QUESTIONS ON THE MATERIAL |
[1] Decide whether each statement agrees with the text on running an expert witness practice. Answer yes or no for each and quote the deciding words.
(a) Some experts withhold their report until their invoice has been paid.
(b) The text calls administration the most interesting aspect of running an expert witness practice.
(c) The text advises stating hourly rates at the outset.
[2] Please answer from the text on running an expert witness practice: when a phone call or letter of enquiry arrives, what should the conflict-of-interest system let you establish?
[3] Resume the text on running an expert witness practice from its last sentence, keeping the same subject and tone.

There are opportunities for medical experts to speak at conferences and events.  Some experts enjoy writing articles to publish online and in medicolegal journals.  You might consider contacting law firms with a clinical negligence practice to offer to speak to their team about medicolegal issues relevant to your clinical practice. 

The key thing to remember is that your reputation will be built by what others say about you, so the best method for marketing your practice is to be an objective, reliable expert who is spoken of with respect.

Administration

This is perhaps the least interesting aspect of running an expert witness practice; but getting the administration right is crucial.

You must have a robust system in place for identifying conflicts of interest so that, on receipt of a phone call or letter of enquiry, you can establish whether you have any connection or prior involvement with the organisation or individuals concerned. 

As your practice builds, so will the pressure on your time.  Ensure you have blocked out the time you need to complete your various tasks during the litigation process for every case as soon as you know the timescales and key dates.  These tasks include reviewing records and witness statements; assessing the claimant; preparing and finalising your report; calls or meetings with those instructing you; reading and considering other expert evidence in the case; attending conferences with Counsel; attending and writing up the meeting with the expert on the other side; preparation for, and giving evidence in, Court. 

There will be times when those instructing you need your input at short notice.  This will be easier to facilitate when your workload is well managed.


Invoicing & financial records

Make sure you stipulate your terms of engagement at the outset, including your hourly rates, cancellation charges and payment terms.  When it comes to keeping records of time spent and expenses incurred, be meticulous. 

It is a good idea to include some narrative to your invoice, such as time spent in preparation, research, writing and so on.  Keeping records will enable you to go back and check details at a later date, should any query arise.

It’s not uncommon for an expert to have to chase for payment, and you should not feel uncomfortable doing so.  You are entitled to be paid for your time and expertise.  Some experts do not release their report until their invoice has been paid.  Others have template credit control emails which are sent at specific intervals on and after payment falls due.  Still others find that a quick phone call to the fee earner who is running the case will suffice.

Natural-language region descriptions
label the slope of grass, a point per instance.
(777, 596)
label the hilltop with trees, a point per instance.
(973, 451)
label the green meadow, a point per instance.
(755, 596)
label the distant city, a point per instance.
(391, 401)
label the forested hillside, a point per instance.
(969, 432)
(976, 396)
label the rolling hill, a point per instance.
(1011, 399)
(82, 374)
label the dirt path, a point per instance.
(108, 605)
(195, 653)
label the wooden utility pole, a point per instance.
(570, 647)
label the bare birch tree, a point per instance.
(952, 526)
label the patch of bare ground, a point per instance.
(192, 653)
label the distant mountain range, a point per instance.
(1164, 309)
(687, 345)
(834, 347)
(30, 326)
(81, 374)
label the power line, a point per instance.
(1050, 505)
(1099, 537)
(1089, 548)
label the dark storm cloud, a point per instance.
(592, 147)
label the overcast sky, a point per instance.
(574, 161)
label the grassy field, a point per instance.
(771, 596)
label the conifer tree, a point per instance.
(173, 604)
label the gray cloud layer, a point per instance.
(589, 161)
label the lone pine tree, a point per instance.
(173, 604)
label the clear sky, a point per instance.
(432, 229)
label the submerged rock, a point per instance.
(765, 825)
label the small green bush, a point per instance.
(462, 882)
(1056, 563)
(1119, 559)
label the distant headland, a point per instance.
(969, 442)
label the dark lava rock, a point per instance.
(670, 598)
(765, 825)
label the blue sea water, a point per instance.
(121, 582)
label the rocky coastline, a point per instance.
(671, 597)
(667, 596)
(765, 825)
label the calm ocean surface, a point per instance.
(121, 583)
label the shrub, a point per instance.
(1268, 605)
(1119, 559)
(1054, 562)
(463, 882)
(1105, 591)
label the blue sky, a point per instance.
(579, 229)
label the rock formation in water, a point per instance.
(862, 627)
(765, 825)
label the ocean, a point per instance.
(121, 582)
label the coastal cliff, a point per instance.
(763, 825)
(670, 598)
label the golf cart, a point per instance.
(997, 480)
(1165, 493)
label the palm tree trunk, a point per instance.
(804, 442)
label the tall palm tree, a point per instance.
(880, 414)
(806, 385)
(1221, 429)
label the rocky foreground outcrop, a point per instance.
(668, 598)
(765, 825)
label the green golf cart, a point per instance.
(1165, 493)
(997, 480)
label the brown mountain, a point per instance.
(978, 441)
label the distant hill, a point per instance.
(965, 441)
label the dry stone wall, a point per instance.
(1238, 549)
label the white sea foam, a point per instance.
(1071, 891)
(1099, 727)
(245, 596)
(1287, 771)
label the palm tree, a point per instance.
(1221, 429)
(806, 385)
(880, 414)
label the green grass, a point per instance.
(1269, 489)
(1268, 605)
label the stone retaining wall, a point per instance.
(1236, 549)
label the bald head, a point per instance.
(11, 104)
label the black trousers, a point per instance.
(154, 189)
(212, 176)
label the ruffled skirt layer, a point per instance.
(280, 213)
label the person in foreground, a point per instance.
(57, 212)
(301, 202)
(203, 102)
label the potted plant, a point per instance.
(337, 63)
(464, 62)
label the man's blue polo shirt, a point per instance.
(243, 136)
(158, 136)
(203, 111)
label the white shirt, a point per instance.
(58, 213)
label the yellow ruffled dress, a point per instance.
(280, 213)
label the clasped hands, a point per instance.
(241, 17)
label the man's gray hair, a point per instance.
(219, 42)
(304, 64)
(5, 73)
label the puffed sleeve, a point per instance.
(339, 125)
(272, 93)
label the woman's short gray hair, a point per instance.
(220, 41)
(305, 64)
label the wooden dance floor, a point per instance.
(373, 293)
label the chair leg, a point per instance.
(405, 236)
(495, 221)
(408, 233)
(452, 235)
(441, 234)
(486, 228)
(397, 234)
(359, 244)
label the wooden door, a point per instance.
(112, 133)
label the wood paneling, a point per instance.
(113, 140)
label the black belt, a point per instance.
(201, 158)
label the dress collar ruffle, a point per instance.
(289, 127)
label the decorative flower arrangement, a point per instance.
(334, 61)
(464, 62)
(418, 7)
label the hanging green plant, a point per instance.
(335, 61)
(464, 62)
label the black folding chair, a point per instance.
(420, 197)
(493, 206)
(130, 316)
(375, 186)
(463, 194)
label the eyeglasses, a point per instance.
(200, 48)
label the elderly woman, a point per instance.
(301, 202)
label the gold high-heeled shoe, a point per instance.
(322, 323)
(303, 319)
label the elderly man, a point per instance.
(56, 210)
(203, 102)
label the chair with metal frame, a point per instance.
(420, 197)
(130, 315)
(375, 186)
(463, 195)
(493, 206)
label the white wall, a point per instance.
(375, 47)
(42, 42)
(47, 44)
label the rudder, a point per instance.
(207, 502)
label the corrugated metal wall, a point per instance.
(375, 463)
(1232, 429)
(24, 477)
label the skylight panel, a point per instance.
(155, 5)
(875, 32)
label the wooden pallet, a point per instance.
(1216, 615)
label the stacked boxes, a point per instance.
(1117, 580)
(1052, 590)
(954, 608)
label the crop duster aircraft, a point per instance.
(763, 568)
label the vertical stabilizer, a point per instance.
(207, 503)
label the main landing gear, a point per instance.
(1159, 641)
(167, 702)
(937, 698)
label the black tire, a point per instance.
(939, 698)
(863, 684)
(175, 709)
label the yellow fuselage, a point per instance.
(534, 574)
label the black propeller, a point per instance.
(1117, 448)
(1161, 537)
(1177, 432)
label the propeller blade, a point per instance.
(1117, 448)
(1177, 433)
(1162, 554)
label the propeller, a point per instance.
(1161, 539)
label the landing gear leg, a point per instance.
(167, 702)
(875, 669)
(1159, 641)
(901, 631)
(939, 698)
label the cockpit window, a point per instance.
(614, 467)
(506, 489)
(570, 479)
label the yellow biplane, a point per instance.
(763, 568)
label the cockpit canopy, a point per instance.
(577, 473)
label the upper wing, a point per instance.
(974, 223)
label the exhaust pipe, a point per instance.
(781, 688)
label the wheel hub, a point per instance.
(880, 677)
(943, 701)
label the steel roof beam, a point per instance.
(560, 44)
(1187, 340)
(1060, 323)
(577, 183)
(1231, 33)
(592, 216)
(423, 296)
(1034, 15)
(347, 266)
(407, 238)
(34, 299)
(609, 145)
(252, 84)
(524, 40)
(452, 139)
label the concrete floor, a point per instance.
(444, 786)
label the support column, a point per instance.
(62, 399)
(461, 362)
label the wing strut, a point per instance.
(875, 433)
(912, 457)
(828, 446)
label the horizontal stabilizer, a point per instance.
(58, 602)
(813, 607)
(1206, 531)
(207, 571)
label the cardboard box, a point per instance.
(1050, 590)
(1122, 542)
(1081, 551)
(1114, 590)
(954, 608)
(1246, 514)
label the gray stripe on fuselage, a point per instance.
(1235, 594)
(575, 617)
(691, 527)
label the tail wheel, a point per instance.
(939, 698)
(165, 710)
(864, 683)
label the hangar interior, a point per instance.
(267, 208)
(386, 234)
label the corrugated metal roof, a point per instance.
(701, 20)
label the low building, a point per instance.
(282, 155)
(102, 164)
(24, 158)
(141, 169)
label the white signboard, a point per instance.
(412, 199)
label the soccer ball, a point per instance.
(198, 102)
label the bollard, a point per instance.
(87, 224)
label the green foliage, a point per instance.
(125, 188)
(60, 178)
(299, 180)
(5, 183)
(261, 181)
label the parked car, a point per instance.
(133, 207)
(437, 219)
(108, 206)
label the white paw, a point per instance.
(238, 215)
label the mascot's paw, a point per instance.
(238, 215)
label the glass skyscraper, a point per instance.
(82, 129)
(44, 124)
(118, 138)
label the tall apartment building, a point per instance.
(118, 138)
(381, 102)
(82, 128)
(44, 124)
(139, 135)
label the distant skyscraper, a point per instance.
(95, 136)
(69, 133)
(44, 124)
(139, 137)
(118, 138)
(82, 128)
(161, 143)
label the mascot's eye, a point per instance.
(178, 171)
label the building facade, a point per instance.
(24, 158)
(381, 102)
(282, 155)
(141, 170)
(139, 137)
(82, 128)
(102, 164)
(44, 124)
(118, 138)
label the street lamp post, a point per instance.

TASK-BY-TASK OUTPUTS |
[1]
(a) Yes: "Some experts do not release their report until their invoice has been paid."
(b) No: "This is perhaps the least interesting aspect of running an expert witness practice"
(c) Yes: "Make sure you stipulate your terms of engagement at the outset, including your hourly rates, cancellation charges and payment terms."

[2] Whether you have any connection or prior involvement with the organization or individuals concerned.

[3]
Don’t forget, you must register your medicolegal practice for VAT if it turns over £85,000 in any twelve month period. 

Data protection obligations

Your expert witness practice must be compliant with relevant data protection legislation. Paperwork pertaining to your instructions should be stored securely, and you should audit your database of the records you hold at least once a year. The ‘database’ can simply be a list in a word document or a spreadsheet.  When you update it, you should add new information to each record rather than overwrite previous entries.  This creates a paper trail of your handling of all data.  

Write and maintain a privacy policy, outlining how you handle and store data.  This should be published on your website if you have one, and available on request otherwise.  You are responsible for having a data processing agreement in place with any person or organisation who assists you in your expert witness practice, such as a records collator, your secretary, or practice management companies. 

Get started!

Do your research.  Talk to doctors with an existing medicolegal practice, and ask them how it has worked for them.  

Ensure you understand the time commitment and the responsibility involved in an expert witness practice.  

Consider asking someone with an established practice to be available to mentor or guide you through the first few years of your practice.  It is invaluable to have someone to ask if you are uncertain about processes and procedures.  

With a solid practice management framework in place, your practice can run smoothly, leaving you free to concentrate on formulating and presenting your expert opinion.